> [Data entries]:
--------------------------------------------------
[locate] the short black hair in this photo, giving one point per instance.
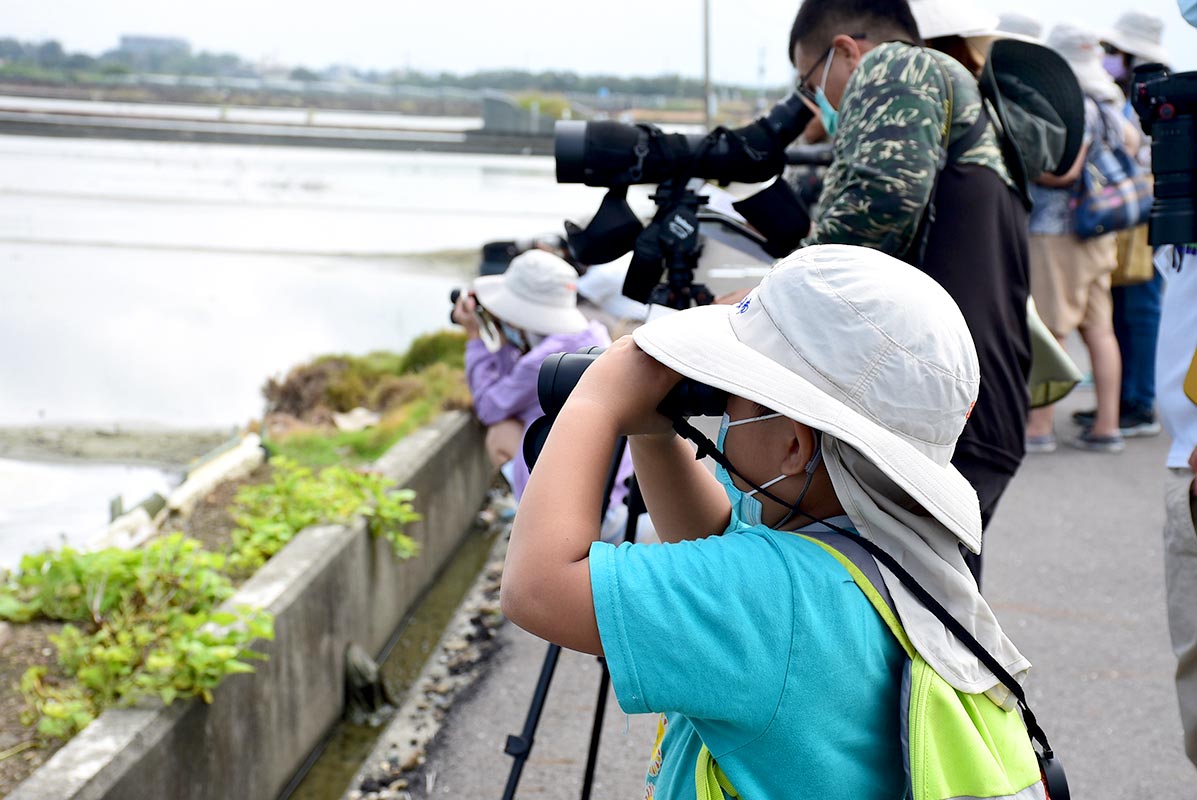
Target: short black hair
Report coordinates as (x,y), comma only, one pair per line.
(821,20)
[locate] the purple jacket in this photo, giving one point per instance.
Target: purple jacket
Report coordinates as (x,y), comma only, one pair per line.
(504,387)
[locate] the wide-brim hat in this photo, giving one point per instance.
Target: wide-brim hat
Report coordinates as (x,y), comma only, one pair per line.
(1024,26)
(1040,105)
(852,343)
(940,18)
(1141,35)
(1082,52)
(538,292)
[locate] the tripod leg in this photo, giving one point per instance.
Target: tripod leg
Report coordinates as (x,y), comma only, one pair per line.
(518,747)
(635,509)
(596,732)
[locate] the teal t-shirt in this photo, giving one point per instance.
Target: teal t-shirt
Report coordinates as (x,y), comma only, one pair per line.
(759,644)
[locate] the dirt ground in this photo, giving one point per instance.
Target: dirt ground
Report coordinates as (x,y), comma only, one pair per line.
(151,447)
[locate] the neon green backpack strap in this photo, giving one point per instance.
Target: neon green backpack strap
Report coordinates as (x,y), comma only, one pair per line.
(710,782)
(872,593)
(957,745)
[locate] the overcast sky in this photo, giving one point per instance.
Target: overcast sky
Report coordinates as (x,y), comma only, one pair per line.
(588,36)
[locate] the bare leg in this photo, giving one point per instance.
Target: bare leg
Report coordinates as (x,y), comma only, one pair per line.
(1039,420)
(1106,377)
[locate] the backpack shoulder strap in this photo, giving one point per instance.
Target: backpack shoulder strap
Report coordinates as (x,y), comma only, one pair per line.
(870,592)
(965,143)
(710,782)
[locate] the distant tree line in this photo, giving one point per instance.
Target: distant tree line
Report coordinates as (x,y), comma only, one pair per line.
(52,58)
(49,60)
(558,82)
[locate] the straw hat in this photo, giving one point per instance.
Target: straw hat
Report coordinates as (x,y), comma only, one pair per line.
(1082,50)
(538,292)
(852,343)
(1141,35)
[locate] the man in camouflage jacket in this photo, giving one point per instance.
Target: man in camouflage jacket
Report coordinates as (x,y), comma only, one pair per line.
(895,109)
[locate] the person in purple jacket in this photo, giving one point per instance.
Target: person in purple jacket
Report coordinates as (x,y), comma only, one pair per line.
(533,307)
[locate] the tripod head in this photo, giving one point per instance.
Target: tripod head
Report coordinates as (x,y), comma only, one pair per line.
(669,247)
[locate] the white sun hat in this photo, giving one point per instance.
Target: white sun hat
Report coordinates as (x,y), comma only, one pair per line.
(1020,25)
(855,344)
(538,292)
(940,18)
(1141,35)
(1082,50)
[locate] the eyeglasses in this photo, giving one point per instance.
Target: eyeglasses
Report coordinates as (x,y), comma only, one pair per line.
(804,79)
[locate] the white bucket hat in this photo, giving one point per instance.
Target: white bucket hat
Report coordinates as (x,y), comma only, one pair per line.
(538,292)
(852,343)
(1020,25)
(1141,35)
(940,18)
(1082,50)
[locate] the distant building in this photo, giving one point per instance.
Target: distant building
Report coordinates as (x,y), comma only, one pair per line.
(153,47)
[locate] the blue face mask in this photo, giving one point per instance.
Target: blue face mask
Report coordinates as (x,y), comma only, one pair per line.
(1189,11)
(830,114)
(746,509)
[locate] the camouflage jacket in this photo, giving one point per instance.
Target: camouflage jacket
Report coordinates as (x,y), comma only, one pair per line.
(888,146)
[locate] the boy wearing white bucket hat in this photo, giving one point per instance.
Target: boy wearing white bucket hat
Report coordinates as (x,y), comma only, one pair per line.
(850,376)
(533,307)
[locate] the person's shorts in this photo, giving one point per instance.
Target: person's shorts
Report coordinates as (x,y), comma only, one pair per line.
(1070,282)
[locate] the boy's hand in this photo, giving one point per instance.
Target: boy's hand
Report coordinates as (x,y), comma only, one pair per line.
(629,385)
(463,315)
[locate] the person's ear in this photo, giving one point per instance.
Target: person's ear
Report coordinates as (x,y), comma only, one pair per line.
(801,448)
(849,49)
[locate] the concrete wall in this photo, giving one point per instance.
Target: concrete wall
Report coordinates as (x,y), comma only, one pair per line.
(329,587)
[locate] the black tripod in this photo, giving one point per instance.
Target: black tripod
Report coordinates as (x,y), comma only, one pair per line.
(520,746)
(668,248)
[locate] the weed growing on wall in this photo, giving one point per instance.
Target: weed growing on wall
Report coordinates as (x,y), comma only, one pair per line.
(269,515)
(141,622)
(149,622)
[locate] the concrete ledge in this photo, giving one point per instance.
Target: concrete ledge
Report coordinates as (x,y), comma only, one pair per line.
(329,587)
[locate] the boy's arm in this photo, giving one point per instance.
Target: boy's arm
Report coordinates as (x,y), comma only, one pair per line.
(684,498)
(546,581)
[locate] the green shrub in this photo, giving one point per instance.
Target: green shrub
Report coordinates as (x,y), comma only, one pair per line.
(147,622)
(147,625)
(269,515)
(442,347)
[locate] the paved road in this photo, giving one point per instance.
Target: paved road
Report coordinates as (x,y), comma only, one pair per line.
(1075,573)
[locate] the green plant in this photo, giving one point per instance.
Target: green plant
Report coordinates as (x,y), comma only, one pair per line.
(149,624)
(442,347)
(271,514)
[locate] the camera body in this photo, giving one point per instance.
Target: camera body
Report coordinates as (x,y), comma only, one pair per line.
(488,328)
(1167,110)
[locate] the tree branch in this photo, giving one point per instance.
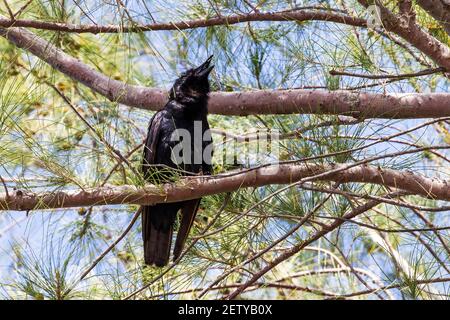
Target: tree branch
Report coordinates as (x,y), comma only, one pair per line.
(411,32)
(195,187)
(282,16)
(359,105)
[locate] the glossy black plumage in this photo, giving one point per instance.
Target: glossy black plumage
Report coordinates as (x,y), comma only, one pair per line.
(187,104)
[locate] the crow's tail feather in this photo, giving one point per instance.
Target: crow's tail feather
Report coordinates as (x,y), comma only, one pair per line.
(157,229)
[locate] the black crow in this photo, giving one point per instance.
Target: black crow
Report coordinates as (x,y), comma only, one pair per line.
(186,112)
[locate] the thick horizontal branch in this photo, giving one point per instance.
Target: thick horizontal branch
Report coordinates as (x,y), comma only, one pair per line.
(195,187)
(282,16)
(359,105)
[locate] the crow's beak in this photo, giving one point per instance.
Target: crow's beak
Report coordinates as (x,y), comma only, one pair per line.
(204,69)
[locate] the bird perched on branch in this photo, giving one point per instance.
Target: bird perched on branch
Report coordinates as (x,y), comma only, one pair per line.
(178,137)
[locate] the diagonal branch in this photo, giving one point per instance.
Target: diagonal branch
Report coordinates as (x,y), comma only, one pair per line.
(438,10)
(409,30)
(360,105)
(195,187)
(282,16)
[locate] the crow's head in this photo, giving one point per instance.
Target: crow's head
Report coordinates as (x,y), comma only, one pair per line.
(193,84)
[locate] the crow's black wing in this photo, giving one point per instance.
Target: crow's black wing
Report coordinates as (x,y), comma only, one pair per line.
(151,142)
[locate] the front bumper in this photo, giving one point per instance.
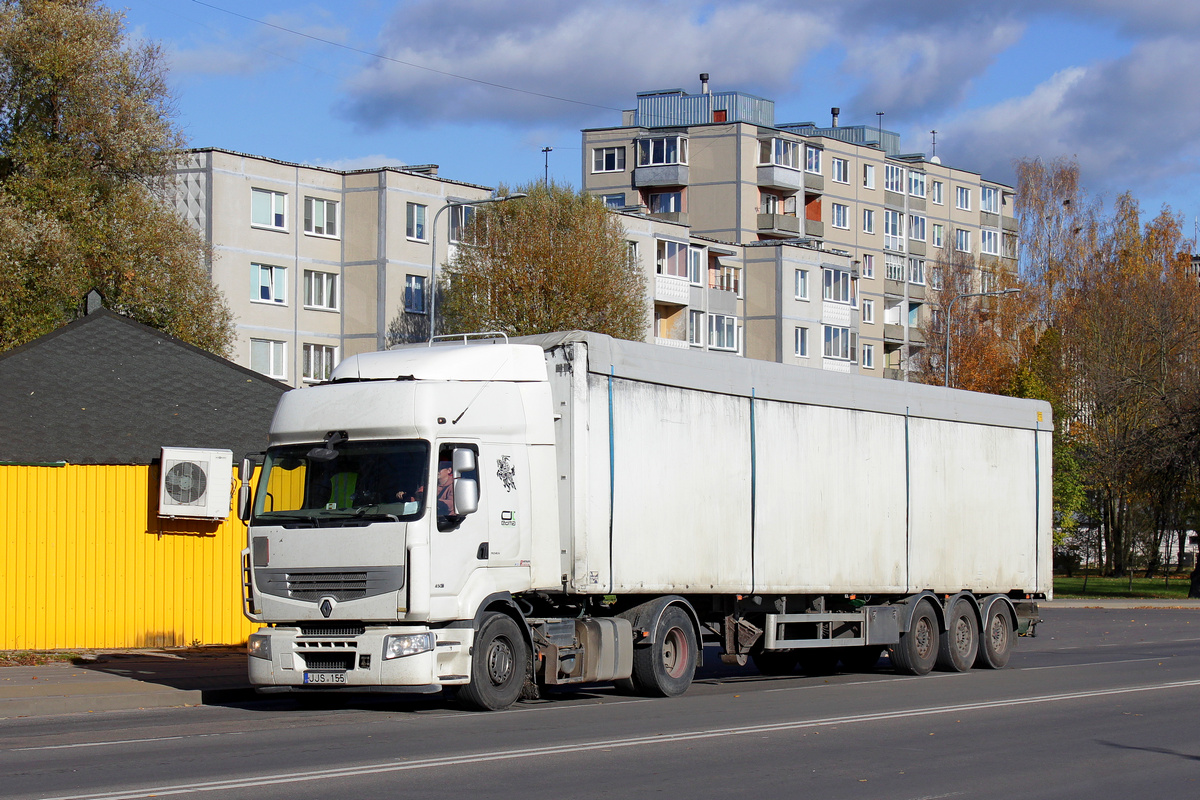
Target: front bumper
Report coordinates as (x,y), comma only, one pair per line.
(355,662)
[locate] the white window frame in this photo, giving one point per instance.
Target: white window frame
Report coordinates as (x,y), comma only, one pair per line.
(318,362)
(417,217)
(802,284)
(840,169)
(276,209)
(276,358)
(321,290)
(839,216)
(319,210)
(276,284)
(609,160)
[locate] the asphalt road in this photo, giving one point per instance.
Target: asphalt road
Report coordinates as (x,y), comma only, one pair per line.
(1099,704)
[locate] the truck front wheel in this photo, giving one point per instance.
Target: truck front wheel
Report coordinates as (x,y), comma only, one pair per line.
(498,663)
(665,668)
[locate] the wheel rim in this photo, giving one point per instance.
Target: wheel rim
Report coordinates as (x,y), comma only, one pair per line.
(997,633)
(499,661)
(675,653)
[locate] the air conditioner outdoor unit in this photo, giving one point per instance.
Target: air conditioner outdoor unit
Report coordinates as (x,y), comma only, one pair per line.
(195,482)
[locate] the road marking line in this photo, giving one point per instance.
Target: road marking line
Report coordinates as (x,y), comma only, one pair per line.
(611,744)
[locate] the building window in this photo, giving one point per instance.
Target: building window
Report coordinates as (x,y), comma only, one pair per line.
(414,294)
(917,184)
(666,203)
(319,290)
(917,227)
(269,358)
(672,258)
(893,236)
(989,242)
(868,265)
(781,152)
(609,160)
(696,265)
(696,328)
(838,286)
(318,361)
(802,284)
(319,217)
(840,168)
(917,271)
(811,158)
(723,332)
(461,216)
(268,283)
(840,343)
(989,199)
(663,150)
(961,240)
(268,209)
(415,222)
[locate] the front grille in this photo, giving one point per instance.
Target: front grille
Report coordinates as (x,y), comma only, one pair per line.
(328,660)
(333,629)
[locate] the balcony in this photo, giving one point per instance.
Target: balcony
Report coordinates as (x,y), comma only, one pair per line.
(779,224)
(784,178)
(664,175)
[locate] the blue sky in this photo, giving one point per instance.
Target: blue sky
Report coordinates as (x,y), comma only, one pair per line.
(1108,82)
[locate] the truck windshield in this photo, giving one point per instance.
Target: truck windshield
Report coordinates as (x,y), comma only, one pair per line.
(366,481)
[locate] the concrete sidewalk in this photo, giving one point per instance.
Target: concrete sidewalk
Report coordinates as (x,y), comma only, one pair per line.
(144,679)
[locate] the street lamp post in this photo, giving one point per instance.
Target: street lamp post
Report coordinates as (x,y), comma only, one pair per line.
(949,307)
(433,247)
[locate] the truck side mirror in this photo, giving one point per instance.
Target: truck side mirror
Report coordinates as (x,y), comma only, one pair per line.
(466,494)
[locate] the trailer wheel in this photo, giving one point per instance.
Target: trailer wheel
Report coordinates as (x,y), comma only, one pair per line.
(775,662)
(916,651)
(996,643)
(959,644)
(498,665)
(665,668)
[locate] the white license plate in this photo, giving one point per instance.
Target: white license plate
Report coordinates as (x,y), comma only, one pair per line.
(324,678)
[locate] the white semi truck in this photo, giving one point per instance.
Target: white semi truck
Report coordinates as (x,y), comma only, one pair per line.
(491,516)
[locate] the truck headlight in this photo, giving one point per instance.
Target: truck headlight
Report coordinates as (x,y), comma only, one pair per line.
(397,645)
(259,645)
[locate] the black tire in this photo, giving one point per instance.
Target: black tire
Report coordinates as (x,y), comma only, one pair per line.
(959,643)
(916,651)
(777,662)
(498,666)
(996,639)
(666,666)
(861,659)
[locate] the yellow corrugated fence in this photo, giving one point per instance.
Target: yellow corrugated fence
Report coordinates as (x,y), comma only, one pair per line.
(87,563)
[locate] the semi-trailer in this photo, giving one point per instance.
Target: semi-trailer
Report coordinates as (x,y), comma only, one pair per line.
(489,516)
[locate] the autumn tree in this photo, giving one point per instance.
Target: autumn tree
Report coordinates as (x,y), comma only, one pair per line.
--------------------------------------------------
> [ASSIGNMENT]: Drop the pictures; return the lines above from the line containing "Target: green plant" to the line containing "Target: diagonal branch", both included, exactly.

> [EXERCISE OUTPUT]:
Target: green plant
Report coordinates as (x,y), comma only, one pair per line.
(149,624)
(442,347)
(271,514)
[locate] the camera body in this photo, giving one point per instance.
Target: camera body
Report coordinates as (x,y), comma only, one pair per line.
(488,328)
(1167,110)
[locate] the tree branch in this photo, giving one point per instance.
Target: tree branch
Report coordinates as (x,y), comma only, one pair per line.
(411,32)
(195,187)
(282,16)
(359,105)
[locate] the glossy black plumage in this photo, giving one point per instance.
Target: glossy black plumage
Report coordinates as (x,y), comma only, one pair per line.
(187,104)
[locate] the crow's tail feather in this photo, giving one point per instance.
Target: crow's tail feather
Report coordinates as (x,y), comma only, one pair per line.
(157,229)
[locate] the black crow in this photo, giving one point per instance.
Target: black crow
Report coordinates as (x,y), comma only, one pair per line.
(186,112)
[locate] the thick horizontal branch in this photo, giving one point per instance.
Target: thick horizontal branch
Report coordinates as (x,y), comma only, one pair per line.
(195,187)
(282,16)
(359,105)
[locate] the crow's beak in this photo, giving one point per instance.
Target: crow's beak
Report coordinates as (x,y), comma only, one pair per line.
(204,69)
[locate] the bird perched on branch in this photo, giving one point per instance.
Target: bird perched on branch
Report coordinates as (x,y), comma only, one pair per line.
(178,137)
[locate] the diagonal branch in this photo, giving one point per instance.
Target: diagonal branch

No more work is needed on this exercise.